DATA SECTION.
--------------------------------

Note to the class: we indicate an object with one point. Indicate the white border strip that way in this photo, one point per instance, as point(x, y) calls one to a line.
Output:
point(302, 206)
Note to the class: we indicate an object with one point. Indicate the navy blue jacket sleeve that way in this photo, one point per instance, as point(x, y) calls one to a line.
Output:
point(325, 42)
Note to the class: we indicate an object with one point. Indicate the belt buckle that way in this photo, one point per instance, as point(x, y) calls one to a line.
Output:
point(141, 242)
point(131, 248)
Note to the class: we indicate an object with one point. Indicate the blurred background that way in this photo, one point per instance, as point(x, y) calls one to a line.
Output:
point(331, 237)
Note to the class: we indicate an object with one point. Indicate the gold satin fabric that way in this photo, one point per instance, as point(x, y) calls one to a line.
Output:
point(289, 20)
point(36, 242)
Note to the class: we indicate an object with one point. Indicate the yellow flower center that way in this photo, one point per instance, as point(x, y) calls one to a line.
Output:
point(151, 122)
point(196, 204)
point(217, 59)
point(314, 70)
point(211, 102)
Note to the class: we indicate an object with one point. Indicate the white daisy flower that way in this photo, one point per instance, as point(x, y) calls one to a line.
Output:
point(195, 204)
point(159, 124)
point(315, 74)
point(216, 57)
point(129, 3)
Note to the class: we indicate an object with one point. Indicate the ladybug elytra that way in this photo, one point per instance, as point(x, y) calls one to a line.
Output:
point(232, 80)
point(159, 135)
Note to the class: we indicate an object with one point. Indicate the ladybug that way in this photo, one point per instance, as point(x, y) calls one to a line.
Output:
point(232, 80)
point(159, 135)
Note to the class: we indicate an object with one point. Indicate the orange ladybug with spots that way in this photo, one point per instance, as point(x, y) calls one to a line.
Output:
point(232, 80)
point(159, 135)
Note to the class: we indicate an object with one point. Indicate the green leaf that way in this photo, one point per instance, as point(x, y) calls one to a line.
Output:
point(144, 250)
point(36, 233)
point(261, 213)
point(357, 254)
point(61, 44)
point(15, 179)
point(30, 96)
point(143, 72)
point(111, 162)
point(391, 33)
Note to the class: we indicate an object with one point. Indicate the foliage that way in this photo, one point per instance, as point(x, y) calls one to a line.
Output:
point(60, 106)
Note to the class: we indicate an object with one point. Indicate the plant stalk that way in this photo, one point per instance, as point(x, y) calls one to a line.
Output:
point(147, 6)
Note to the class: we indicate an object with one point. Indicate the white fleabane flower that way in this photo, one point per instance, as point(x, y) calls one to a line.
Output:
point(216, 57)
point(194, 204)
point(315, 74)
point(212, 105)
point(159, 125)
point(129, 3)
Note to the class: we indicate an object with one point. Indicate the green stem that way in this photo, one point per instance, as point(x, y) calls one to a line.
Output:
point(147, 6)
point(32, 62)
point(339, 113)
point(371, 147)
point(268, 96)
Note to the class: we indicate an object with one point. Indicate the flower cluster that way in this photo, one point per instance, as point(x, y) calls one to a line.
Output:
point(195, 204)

--------------------------------

WHAT THE TASK ASKS.
Render every line of the rows above as a Markdown table with the columns "No." and "Text", giving each line its number and skipping any blank lines.

ANSWER BELOW.
| No. | Text |
|---|---|
| 1 | Note to the class: we indicate an object with one point. Indicate the white border strip that way in this photo, one point per instance, as point(x, y) calls one to a line. |
| 2 | Output: |
| 3 | point(302, 206) |
| 4 | Note to the class: we indicate an object with one point. Indicate the navy blue jacket sleeve that way in this photo, one point per instance, as point(x, y) calls one to a line. |
| 5 | Output: |
| 6 | point(325, 42) |
| 7 | Note to the class: we indicate an object with one point. Indicate the belt buckle that way in this photo, one point per instance, as point(x, y) calls one to a line. |
| 8 | Output: |
| 9 | point(141, 242) |
| 10 | point(131, 248) |
| 11 | Note to the class: we indicate an object with one point. Indicate the blurred background that way in this photo, one point per instance, as point(x, y) calls one to a line. |
| 12 | Output: |
| 13 | point(331, 237) |
| 14 | Note to the class: we indicate an object with one point. Indicate the gold satin fabric that way in this photo, one point per instance, as point(x, y) calls one to a line. |
| 15 | Output: |
| 16 | point(289, 20) |
| 17 | point(36, 242) |
| 18 | Note to the class: we indicate an object with one point. Indicate the yellow flower center that way in this photo, one point per instance, as point(x, y) calls one to a line. |
| 19 | Output: |
| 20 | point(151, 122) |
| 21 | point(196, 204) |
| 22 | point(217, 59) |
| 23 | point(314, 70) |
| 24 | point(211, 102) |
| 25 | Note to the class: we indicate an object with one point. Indicate the white daisy flower that way in this photo, one point per instance, as point(x, y) calls one to a line. |
| 26 | Output: |
| 27 | point(195, 204) |
| 28 | point(159, 124) |
| 29 | point(315, 74) |
| 30 | point(216, 57) |
| 31 | point(129, 3) |
| 32 | Note to the class: we indicate an object with one point. Indicate the ladybug elytra that way in this photo, one point per instance, as point(x, y) calls one to a line. |
| 33 | Output: |
| 34 | point(232, 80) |
| 35 | point(159, 135) |
| 36 | Note to the class: we indicate an object with one point. Indicate the ladybug that way in this photo, one point per instance, as point(x, y) calls one to a line. |
| 37 | Output: |
| 38 | point(232, 80) |
| 39 | point(159, 135) |
| 40 | Note to the class: we indicate an object with one point. Indicate the orange ladybug with spots that way in this photo, one point per instance, as point(x, y) calls one to a line. |
| 41 | Output: |
| 42 | point(232, 80) |
| 43 | point(159, 135) |
| 44 | Note to the class: we indicate an object with one point. Indicate the green leaf that way in this photo, one point per instance, as point(x, y) calls one to a line. |
| 45 | Output: |
| 46 | point(144, 250) |
| 47 | point(36, 233) |
| 48 | point(261, 213) |
| 49 | point(357, 254) |
| 50 | point(61, 44) |
| 51 | point(15, 179) |
| 52 | point(30, 96) |
| 53 | point(143, 72) |
| 54 | point(111, 162) |
| 55 | point(391, 33) |
| 56 | Note to the class: we indicate an object with one point. Indicate the foliage that way in this photo, one point per instance, as point(x, y) calls one to a line. |
| 57 | Output: |
| 58 | point(60, 106) |
| 59 | Note to the class: we indicate an object with one point. Indicate the plant stalk that way in this photo, one point per instance, as point(x, y) calls one to a line. |
| 60 | Output: |
| 61 | point(147, 6) |
| 62 | Note to the class: we indicate an object with one point. Indicate the white fleabane flower that way in this photo, one point per instance, as point(x, y) calls one to a line. |
| 63 | Output: |
| 64 | point(216, 57) |
| 65 | point(194, 204) |
| 66 | point(315, 74) |
| 67 | point(212, 105) |
| 68 | point(159, 125) |
| 69 | point(129, 3) |
| 70 | Note to the class: we indicate an object with one point. Indicate the green stem that way in this photo, one point per instance, as point(x, y) calls one to a line. |
| 71 | Output: |
| 72 | point(147, 6) |
| 73 | point(32, 62) |
| 74 | point(339, 113) |
| 75 | point(371, 147) |
| 76 | point(268, 96) |
| 77 | Note to the class: we indicate an object with one point. Indicate the flower cluster that way in this photo, one point per instance, as point(x, y) calls one to a line. |
| 78 | Output: |
| 79 | point(195, 204) |